#### EXERCISE REQUIREMENTS
Count the lines below that contain "writing". Answer with the number alone.

Region pointing data:
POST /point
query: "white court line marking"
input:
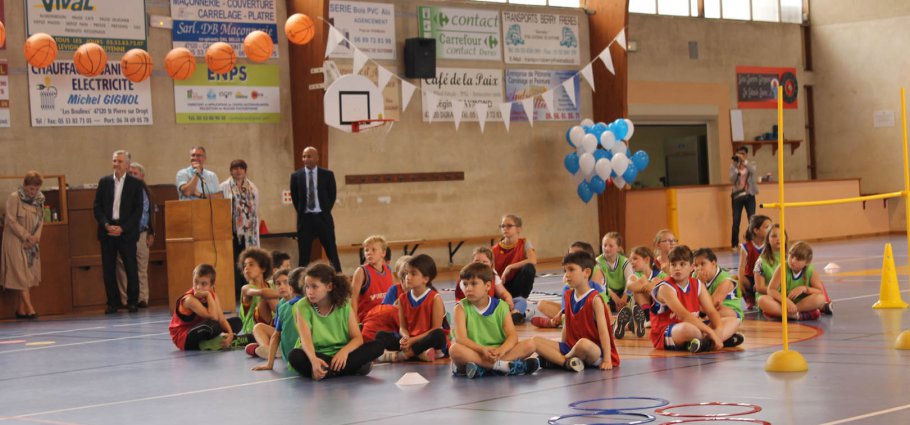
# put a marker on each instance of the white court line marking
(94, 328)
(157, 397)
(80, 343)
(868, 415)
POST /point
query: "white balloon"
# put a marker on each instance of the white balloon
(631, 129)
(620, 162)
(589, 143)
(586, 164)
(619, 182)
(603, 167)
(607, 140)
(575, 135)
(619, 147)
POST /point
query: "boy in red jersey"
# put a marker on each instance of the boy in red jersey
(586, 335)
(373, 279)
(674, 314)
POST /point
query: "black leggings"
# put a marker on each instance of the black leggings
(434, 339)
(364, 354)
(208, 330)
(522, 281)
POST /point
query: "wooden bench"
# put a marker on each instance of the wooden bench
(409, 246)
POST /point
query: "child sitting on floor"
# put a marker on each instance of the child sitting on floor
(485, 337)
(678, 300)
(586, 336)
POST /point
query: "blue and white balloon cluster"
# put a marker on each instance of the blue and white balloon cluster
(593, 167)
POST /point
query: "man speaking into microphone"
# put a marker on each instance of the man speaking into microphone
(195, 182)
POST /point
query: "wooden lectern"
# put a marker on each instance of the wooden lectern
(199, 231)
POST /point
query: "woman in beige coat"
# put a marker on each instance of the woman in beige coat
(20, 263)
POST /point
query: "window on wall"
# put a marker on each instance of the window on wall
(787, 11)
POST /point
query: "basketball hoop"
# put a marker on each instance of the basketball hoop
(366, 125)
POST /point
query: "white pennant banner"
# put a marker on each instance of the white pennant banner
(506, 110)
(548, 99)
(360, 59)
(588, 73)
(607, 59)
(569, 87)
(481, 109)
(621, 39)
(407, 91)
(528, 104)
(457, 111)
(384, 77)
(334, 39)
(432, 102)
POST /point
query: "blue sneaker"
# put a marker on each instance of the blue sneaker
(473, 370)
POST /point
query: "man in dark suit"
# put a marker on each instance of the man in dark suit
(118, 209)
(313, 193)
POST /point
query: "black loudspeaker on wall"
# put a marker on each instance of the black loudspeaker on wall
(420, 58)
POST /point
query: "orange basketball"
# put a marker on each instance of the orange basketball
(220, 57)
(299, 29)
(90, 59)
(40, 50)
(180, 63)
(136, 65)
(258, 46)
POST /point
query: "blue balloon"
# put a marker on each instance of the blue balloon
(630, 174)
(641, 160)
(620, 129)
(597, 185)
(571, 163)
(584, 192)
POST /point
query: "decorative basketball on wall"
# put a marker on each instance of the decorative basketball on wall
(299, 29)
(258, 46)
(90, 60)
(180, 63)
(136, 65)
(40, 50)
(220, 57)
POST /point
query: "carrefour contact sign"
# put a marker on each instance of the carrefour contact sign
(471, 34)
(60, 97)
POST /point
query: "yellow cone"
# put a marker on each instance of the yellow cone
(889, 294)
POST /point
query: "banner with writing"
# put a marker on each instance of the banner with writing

#### WRITTEN REPLY
2